— Start of SOURCE EXTRACT —

Except the L.A. to Panama City run is far more likely to take you into a civil war, pitch you over the side of a mountain from an ill-maintained road, run you into robbers or smuggler gangs in remote areas, take you far from hotels, wi-fi, and other amenities travelers expect, and so on. Yeah, that’s so much like like a quick trip from Amsterdam to Rome I wouldn’t know which it was without my GPS.
But we are talking about the possibilities from the United States. Besides, there are places in the United States that are just as creepy. Where’s your spirit of adventure?
I had a cousin who swam the length of the Panama Canal. It’s true that he died at sea later on a most unfortunate vessel. But he had fun until then.
Klaus worked as an economist during communism but was known for his opposition to Marxist economic thought. Also, he’s not racist or anti-semitic, and he was elected some years ago, and not by any electorate but by the Czech Parliament. I don’t think he’d qualify. Still I sure would like to know who the hell Shydee is referring to.

— End of SOURCE EXTRACT —
— Start of LISTED ENTRIES —

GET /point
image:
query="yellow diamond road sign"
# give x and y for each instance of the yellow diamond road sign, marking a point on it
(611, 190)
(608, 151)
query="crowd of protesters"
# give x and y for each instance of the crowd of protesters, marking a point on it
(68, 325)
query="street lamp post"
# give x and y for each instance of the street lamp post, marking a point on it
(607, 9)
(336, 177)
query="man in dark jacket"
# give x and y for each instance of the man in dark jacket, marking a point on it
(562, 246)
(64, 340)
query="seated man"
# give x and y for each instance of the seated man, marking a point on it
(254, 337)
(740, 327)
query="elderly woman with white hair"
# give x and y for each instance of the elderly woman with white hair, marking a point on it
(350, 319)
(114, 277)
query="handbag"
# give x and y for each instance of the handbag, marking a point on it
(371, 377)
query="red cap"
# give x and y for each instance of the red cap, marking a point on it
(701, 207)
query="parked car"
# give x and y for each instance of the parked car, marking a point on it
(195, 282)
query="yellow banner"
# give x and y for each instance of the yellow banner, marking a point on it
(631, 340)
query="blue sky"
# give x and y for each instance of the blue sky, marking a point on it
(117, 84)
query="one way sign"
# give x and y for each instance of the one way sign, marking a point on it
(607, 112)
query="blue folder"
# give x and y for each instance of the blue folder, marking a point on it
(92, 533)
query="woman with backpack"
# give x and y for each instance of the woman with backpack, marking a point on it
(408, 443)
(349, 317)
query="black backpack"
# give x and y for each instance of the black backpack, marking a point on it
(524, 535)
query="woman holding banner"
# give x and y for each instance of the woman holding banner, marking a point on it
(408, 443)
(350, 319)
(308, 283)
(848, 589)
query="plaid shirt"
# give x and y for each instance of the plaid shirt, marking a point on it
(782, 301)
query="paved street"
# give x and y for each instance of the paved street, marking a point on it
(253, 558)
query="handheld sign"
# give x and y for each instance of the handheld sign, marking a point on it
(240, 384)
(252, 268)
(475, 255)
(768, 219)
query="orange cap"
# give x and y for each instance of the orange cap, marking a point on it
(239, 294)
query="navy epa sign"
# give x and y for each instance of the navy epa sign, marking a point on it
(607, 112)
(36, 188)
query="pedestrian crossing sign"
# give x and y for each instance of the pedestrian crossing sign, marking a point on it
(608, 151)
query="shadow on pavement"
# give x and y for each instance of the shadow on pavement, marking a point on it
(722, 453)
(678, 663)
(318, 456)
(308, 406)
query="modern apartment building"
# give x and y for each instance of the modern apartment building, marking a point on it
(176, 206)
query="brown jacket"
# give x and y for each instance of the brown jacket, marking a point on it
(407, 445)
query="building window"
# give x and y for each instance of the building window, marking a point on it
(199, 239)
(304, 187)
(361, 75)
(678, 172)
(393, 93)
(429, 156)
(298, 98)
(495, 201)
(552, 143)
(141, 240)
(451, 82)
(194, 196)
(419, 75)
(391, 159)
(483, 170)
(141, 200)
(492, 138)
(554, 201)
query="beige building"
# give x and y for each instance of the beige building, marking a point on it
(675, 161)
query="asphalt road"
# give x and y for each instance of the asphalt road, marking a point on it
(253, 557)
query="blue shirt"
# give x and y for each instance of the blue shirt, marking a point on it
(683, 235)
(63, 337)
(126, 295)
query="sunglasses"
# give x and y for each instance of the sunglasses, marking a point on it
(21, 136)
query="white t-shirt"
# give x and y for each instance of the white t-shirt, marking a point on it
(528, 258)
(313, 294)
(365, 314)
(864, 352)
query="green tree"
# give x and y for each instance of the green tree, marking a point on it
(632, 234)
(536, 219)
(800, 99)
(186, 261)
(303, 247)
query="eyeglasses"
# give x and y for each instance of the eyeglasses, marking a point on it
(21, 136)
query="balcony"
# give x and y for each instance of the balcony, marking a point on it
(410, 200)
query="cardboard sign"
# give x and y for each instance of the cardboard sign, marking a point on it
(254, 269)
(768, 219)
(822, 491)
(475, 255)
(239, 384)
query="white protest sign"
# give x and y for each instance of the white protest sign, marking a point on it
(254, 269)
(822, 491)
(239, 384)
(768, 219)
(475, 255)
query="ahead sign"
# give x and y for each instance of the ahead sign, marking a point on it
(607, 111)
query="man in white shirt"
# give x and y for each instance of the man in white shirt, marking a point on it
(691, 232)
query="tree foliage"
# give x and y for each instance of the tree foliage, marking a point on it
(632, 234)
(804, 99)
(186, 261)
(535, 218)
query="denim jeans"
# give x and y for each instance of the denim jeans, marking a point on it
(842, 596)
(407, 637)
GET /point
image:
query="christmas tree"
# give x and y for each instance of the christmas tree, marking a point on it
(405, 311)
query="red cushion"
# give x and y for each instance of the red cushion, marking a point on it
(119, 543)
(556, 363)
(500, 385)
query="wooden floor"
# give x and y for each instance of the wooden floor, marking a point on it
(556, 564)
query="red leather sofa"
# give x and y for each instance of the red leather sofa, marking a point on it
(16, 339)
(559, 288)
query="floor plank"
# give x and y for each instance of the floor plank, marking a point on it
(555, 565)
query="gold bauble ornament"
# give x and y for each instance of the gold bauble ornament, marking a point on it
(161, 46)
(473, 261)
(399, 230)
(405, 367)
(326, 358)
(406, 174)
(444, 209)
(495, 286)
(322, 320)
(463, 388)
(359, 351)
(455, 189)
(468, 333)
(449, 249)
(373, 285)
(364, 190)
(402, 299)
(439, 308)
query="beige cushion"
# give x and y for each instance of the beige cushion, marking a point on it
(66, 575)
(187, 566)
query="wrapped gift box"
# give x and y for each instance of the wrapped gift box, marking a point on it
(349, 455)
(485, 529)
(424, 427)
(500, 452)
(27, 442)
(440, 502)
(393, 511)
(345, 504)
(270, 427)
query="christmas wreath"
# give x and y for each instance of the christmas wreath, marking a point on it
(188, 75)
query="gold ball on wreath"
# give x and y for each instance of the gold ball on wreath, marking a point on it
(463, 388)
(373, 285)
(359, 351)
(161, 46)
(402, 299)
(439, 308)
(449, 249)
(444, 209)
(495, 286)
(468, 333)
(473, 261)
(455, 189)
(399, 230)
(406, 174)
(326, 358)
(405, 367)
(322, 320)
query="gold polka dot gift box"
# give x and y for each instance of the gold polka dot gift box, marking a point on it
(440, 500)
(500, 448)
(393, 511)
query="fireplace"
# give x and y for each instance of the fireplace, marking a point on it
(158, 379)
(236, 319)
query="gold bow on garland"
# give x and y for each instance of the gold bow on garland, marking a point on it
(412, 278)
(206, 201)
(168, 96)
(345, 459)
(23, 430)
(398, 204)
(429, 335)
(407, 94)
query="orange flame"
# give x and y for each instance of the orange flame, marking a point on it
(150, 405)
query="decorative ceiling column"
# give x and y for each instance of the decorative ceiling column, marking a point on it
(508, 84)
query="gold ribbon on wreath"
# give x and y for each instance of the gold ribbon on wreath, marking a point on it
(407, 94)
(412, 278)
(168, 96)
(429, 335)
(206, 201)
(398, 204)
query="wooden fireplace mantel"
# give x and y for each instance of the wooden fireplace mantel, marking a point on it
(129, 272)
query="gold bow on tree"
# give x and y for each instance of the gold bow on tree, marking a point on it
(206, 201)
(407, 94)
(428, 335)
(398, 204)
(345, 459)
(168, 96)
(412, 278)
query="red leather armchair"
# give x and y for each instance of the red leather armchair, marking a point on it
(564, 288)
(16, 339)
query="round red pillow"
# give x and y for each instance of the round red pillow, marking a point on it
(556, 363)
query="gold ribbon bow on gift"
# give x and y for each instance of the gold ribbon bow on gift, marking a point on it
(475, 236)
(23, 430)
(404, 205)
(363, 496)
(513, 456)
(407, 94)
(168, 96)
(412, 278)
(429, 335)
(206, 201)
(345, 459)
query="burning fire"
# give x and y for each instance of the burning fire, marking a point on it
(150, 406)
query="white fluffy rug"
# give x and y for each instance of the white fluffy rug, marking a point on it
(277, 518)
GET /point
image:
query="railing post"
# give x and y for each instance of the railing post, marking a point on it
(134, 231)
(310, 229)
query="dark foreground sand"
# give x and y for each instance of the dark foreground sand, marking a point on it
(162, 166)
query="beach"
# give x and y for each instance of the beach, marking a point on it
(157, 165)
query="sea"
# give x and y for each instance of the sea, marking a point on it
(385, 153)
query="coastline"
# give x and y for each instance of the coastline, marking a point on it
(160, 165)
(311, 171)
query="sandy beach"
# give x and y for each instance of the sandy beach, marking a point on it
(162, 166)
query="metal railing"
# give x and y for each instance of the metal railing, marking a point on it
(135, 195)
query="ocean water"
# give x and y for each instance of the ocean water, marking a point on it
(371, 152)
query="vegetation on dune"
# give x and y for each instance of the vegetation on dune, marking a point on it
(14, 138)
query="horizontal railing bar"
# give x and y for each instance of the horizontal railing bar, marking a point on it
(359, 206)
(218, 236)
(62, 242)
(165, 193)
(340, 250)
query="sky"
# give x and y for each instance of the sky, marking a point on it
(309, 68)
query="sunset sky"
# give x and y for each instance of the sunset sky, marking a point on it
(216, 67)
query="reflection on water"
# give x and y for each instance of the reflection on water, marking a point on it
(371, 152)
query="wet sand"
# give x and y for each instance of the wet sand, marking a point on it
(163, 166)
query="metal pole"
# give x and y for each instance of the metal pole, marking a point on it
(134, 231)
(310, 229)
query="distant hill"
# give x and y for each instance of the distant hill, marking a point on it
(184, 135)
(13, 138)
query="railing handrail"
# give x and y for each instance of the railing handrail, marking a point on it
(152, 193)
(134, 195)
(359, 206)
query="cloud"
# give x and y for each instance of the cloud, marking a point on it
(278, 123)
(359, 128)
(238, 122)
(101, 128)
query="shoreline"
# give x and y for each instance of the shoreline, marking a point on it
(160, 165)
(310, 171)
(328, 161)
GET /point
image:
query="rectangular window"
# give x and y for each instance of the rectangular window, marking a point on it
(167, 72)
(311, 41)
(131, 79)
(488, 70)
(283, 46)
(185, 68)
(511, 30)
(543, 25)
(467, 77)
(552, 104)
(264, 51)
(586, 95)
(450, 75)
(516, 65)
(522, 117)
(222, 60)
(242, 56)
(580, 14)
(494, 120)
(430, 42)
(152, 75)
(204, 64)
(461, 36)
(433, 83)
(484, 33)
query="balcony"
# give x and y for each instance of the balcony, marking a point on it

— End of LISTED ENTRIES —

§ **TASK PROMPT**: Extend the comment thread above by writing what comes after its final sentence. Nothing in the listing is required here.

§ **RESULT**:
I strongly suspect he’s referring to Obama. I’m basing that more on the “doesn’t give me much hope” more than any characteristics he described.
Yeah, even a Double-Strength Konservative Kool-Aid drinker wouldn’t claim that a highly articulate former president of the Harvard Law Review had “the IQ of a walnut.”
Betcha a dollar?
I have a hard time with the idea that Europeans are measureably, consistently more intelligent than Americans. In general, creatures are intelligent as they need to be to survive their daily lives, and to argue that Europeans have greater intelligence — greater learning capacity, more brainpower — suggests that there has been a generations-long evolutionary pressure in favor of intelligence only in Europe and not in America. I don’t see it.
And a huge side of Lipitor.
Hmmm…
You mean *Tall glass of ice cold ***sweet **tea, that stuff is crack in a glass, I swear.
But look at British or German cuisine. I mean, your Southern menu there has two veggies, not just overcooked peas. blechh
Let me explain Spectre’s and my comments here: nations past Mexico tend to be highly unstable, with high crime, lots of violence, and casual brutality or kidnappings of foreigners. You couldn’t pay me to visit some of those nations. I’m sure they have a lot of interesting culture… but it’s not worth it.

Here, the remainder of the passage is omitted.